***** Фрагмент документа *****
Дени Дидро
Шрифт:
Как видим, здесь Рамо высказывает ту мысль, которую в сущности должен был бы отстаивать не он, а философ, воспитанный в духе идей Просвещения и сам формирующий их: если в человеке все качества с необходимостью определены природой, то было бы не просто глупо, но и бессмысленно препятствовать ей; человек — каков он есть, хороший или дурной, — заранее (до своего рождения) «запрограммирован» цепью причин; можно ли осуждать его за то, что он такой, а не другой, можно ли изменить его? Тот факт, что по сути дела Рамо исполняет в этом месте дуэта партию философа-просветителя, обнаружил, в частности, К. Розенкранц. «Систему чьих взглядов защищает Рамо? — спрашивает он и отвечает: — Это система атеистической, материалистической философии. Рамо — атеист… Все исходит от природы, от материи, от первоначала, от чувственности. Но кто последовательно проводил материалистическую точку зрения в морали или в педагогике? Гельвеций, тот самый сочувствующий, доброжелательный, правдивый Гельвеций, по отношению к которому тунеядец Палиссо [9] был таким неблагодарным и над которым (как и над его семейной жизнью) он так посмеялся…» (28, 2, 111). Если бы Гельвеций в своей книге «Об уме» не учил, что существуют лишь ощущения, что мышление — также ощущение, что сентиментально и наивно было бы полагать, что имеется независимый от материи чисто идеальный дух, то, возможно, Рамо не смог бы оправдать своего поведения (см. там же). И действительно, что другое может почерпнуть Рамо из рассуждений Гельвеция
9
Ш. Палиссо — второстепенный писатель, идейный противник энциклопедистов, автор комедии-пасквиля на них под названием «Философы».
*****
**Задание A**:
Ответьте по фрагменту о Рамо на три вопроса:
(i) Кто, согласно фрагменту, обнаружил, что Рамо исполняет в этом месте дуэта партию философа-просветителя?
(ii) Как называется книга Гельвеция, упомянутая во фрагменте?
(iii) Под каким названием Палиссо написал комедию-пасквиль на энциклопедистов?
***** Предоставленные записи *****
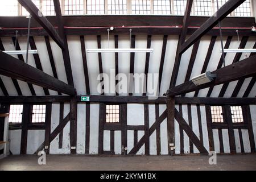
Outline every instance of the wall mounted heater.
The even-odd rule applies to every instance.
[[[27,53],[27,50],[4,51],[3,52],[9,55],[25,55]],[[38,50],[28,50],[28,53],[38,53]]]

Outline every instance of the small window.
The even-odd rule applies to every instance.
[[[209,16],[211,14],[211,0],[194,1],[195,15],[197,16]]]
[[[222,107],[221,106],[210,106],[212,122],[213,123],[223,123]]]
[[[243,112],[242,107],[240,106],[231,106],[231,114],[232,115],[233,123],[243,122]]]
[[[88,14],[104,14],[105,13],[104,0],[87,0]]]
[[[61,1],[60,1],[60,3]],[[54,3],[53,0],[43,1],[43,14],[44,16],[51,16],[55,15]]]
[[[84,0],[65,0],[65,15],[84,14]]]
[[[106,122],[119,123],[119,105],[106,105]]]
[[[171,14],[170,0],[154,0],[154,13],[159,15]]]
[[[150,13],[150,0],[131,0],[132,14],[149,14]]]
[[[108,0],[108,11],[109,14],[126,14],[126,0]]]
[[[46,122],[45,105],[34,105],[32,110],[32,123],[44,123]]]
[[[9,123],[21,123],[23,110],[23,105],[11,105],[9,111]]]
[[[177,15],[184,15],[186,10],[187,0],[174,0],[174,14]]]

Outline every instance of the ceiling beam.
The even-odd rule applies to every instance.
[[[64,48],[63,41],[61,40],[52,24],[43,15],[41,11],[35,4],[31,0],[18,1],[19,3],[30,13],[32,17],[33,17],[33,18],[34,18],[46,30],[57,44],[58,44],[61,49],[63,49]]]
[[[209,86],[230,82],[242,78],[247,78],[256,75],[256,55],[245,59],[242,61],[233,63],[212,72],[217,77],[210,82],[196,86],[190,80],[167,90],[169,97],[178,96],[196,91]],[[241,72],[241,70],[243,71]]]
[[[42,71],[0,51],[0,74],[69,95],[76,89]]]
[[[224,19],[245,1],[245,0],[229,0],[226,2],[185,42],[180,49],[180,53],[184,52],[206,32],[217,24],[219,21]]]

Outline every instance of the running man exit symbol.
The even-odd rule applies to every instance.
[[[90,101],[90,97],[89,96],[81,96],[81,101],[88,102]]]

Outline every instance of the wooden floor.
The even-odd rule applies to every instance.
[[[46,165],[38,156],[10,156],[0,160],[0,170],[256,170],[256,154],[208,156],[98,156],[49,155]]]

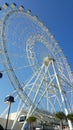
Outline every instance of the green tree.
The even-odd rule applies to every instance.
[[[36,122],[37,118],[35,116],[30,116],[26,119],[26,121],[30,124],[30,130],[32,130],[32,123]]]
[[[66,120],[66,115],[63,112],[57,112],[55,117],[60,120],[60,130],[63,129],[63,120]]]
*****
**Задание B**: Перепишите без изменений строки из записей. Начните со строки, в которой есть «Outline every instance of the green tree.», и закончите последней строкой записей.

**Полный ответ A**:
(i) К. Розенкранц.
(ii) «Об уме».
(iii) «Философы».

**Полный ответ B**:
Outline every instance of the green tree.
The even-odd rule applies to every instance.
[[[36,122],[37,118],[35,116],[30,116],[26,119],[26,121],[30,124],[30,130],[32,130],[32,123]]]
[[[66,120],[66,115],[63,112],[57,112],[55,117],[60,120],[60,130],[63,129],[63,120]]]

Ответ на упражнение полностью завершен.